READING PASSAGE:

▼

Jiha Moon: Stars Down to Earth

Jiha Moon: Stars Down to Earth

The James Gallery at CUNY Graduate Center

Jiha Moon, Uncanny Peony, 2009. Courtesy of the artist and Mary Ryan Gallery, NY.
August 29, 2012
Jiha Moon: Stars Down to Earth


August 29–October 17, 2012
Artist walk-through: September 5, 5:30pm
Opening: September 5, 6pm

The James Gallery
The Graduate Center, CUNY
365 Fifth Avenue between 34th and 36th Streets
New York, NY 10016
Hours: Tue–Thu 12–7pm, Fri–Sat 12–6pm

centerforthehumanities.org/james-gallery

Curator: Katherine Carl

How do we understand the meaning of icons that are culturally specific when today information flows to the point of saturation as it moves between nearly every spot on the globe? Artist Jiha Moon shares bits of culturally-specific popular imagery amidst fields of exuberant abstraction in both large and small-scale paintings, drawings, and prints. Often executed with unconventional materials including collages of embroidery, silk, and mylar, or traditional handmade Mulberry paper, her investigation of line is fluid and complex. She consistently uses methods of handwork as well as imagery adopted from women’s crafts and folk imagery from the United States and Korea. She inserts popular symbols deliberately and playfully to question western and eastern culture’s relation to nature, landscape and man-made advertising imagery as well as commonly-held belief systems of blessings and fortunes.

▲

PROBLEM A: Scale the records between the lines holding "Segment stainless steel sink" and "[65,182,93,210]", inclusive. Reproduce every line in that span and nothing else, multiplying each bounding-box coordinate by 2.45 and rounding to whole numbers, with halves rounded up.

TASK DATA:

▼

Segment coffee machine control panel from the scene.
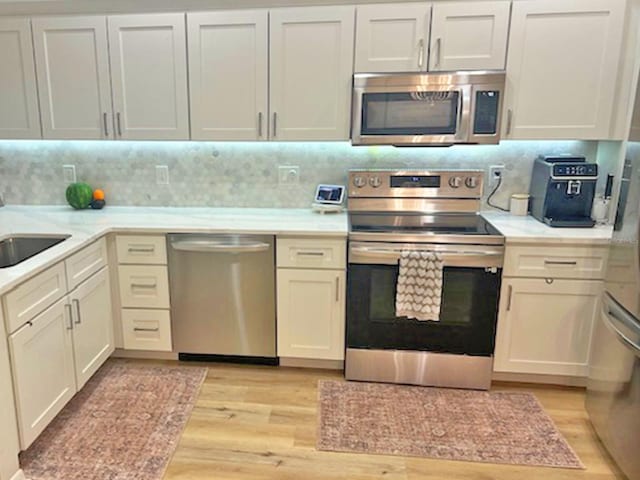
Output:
[552,163,598,178]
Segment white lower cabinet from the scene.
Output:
[69,268,114,390]
[9,297,76,450]
[494,278,602,377]
[9,267,114,450]
[277,268,346,360]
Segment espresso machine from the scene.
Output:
[529,156,598,228]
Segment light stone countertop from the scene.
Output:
[482,212,613,245]
[0,206,348,295]
[0,206,612,295]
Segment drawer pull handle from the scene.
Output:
[131,283,158,288]
[129,247,156,253]
[72,298,82,325]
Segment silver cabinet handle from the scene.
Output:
[71,298,82,325]
[171,240,270,253]
[64,303,73,330]
[273,112,278,138]
[129,247,156,253]
[116,112,122,137]
[544,260,578,267]
[296,252,324,257]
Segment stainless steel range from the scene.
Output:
[345,170,504,389]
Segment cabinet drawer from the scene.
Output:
[118,265,169,308]
[64,238,107,291]
[122,308,171,352]
[116,235,167,265]
[4,262,67,333]
[503,245,608,280]
[276,238,347,268]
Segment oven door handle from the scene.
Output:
[351,247,503,258]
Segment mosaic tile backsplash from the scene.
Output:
[0,141,604,208]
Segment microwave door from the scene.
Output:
[352,86,471,145]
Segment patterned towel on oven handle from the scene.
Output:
[396,250,443,321]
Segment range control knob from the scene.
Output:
[464,177,478,188]
[449,177,462,188]
[353,176,367,188]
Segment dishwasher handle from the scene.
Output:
[171,240,271,253]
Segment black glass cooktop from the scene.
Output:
[349,213,500,235]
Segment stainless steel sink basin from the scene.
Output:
[0,235,69,268]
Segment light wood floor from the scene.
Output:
[165,365,623,480]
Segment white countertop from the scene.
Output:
[482,212,613,245]
[0,206,612,295]
[0,206,348,295]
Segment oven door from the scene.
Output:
[347,242,504,357]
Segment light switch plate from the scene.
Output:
[156,165,169,185]
[62,165,76,183]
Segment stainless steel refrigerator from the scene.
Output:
[586,76,640,480]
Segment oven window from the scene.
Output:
[347,264,500,356]
[362,91,460,135]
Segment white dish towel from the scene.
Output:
[396,250,443,321]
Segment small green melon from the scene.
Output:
[65,182,93,210]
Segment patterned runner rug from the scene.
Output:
[317,380,584,468]
[20,360,207,480]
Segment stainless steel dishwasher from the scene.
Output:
[167,234,277,364]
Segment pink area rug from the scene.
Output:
[20,360,207,480]
[317,380,584,468]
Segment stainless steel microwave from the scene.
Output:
[351,71,505,146]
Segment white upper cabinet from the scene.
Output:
[33,16,113,139]
[0,18,42,138]
[503,0,625,140]
[429,0,511,71]
[109,13,189,140]
[355,3,431,73]
[187,10,269,140]
[270,6,355,140]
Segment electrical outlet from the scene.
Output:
[156,165,169,185]
[62,165,76,183]
[489,165,504,183]
[278,165,300,185]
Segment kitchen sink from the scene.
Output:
[0,235,70,268]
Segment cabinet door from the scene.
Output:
[494,278,602,377]
[9,297,76,450]
[429,1,511,71]
[0,18,42,139]
[70,267,115,390]
[503,0,625,140]
[270,7,354,140]
[187,10,269,140]
[32,16,113,140]
[355,3,431,73]
[109,13,189,140]
[277,268,346,360]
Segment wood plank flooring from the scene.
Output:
[165,364,624,480]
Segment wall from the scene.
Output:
[0,141,615,207]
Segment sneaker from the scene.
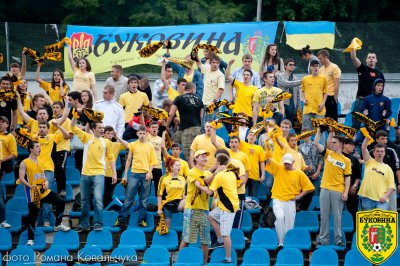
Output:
[139,220,148,227]
[0,221,11,228]
[54,224,71,232]
[93,224,103,231]
[209,241,224,249]
[336,241,346,247]
[75,225,90,233]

▲

PROBLEM B: Switch "embroidery" to "lace" in the Jiha Moon exhibition text between "How do we understand" and "blessings and fortunes.", inclusive, and write out that stretch.

EXERCISE ANSWER A:
Segment stainless steel sink basin from the scene.
Output:
[0,576,169,657]
Segment light wood floor from the scene.
Output:
[404,894,1526,1176]
Segment white countertop from the scene.
Output:
[1181,519,1502,600]
[0,505,1499,723]
[0,505,853,723]
Segment oven door from the scene.
Output:
[850,593,1235,875]
Segment light switch plate from the scene.
Output:
[382,404,414,453]
[152,404,186,448]
Segment stainless steel refrigerator from the scene.
Output:
[1436,186,1568,1176]
Segment oven window from the scene.
Output:
[850,647,1225,872]
[887,223,1127,331]
Segment white dish towel from the scene.
Output:
[970,613,1085,786]
Segment small green melon from the scene.
Output:
[159,446,228,515]

EXERCISE ANSWER B:
How do we understand the meaning of icons that are culturally specific when today information flows to the point of saturation as it moves between nearly every spot on the globe? Artist Jiha Moon shares bits of culturally-specific popular imagery amidst fields of exuberant abstraction in both large and small-scale paintings, drawings, and prints. Often executed with unconventional materials including collages of lace, silk, and mylar, or traditional handmade Mulberry paper, her investigation of line is fluid and complex. She consistently uses methods of handwork as well as imagery adopted from women’s crafts and folk imagery from the United States and Korea. She inserts popular symbols deliberately and playfully to question western and eastern culture’s relation to nature, landscape and man-made advertising imagery as well as commonly-held belief systems of blessings and fortunes.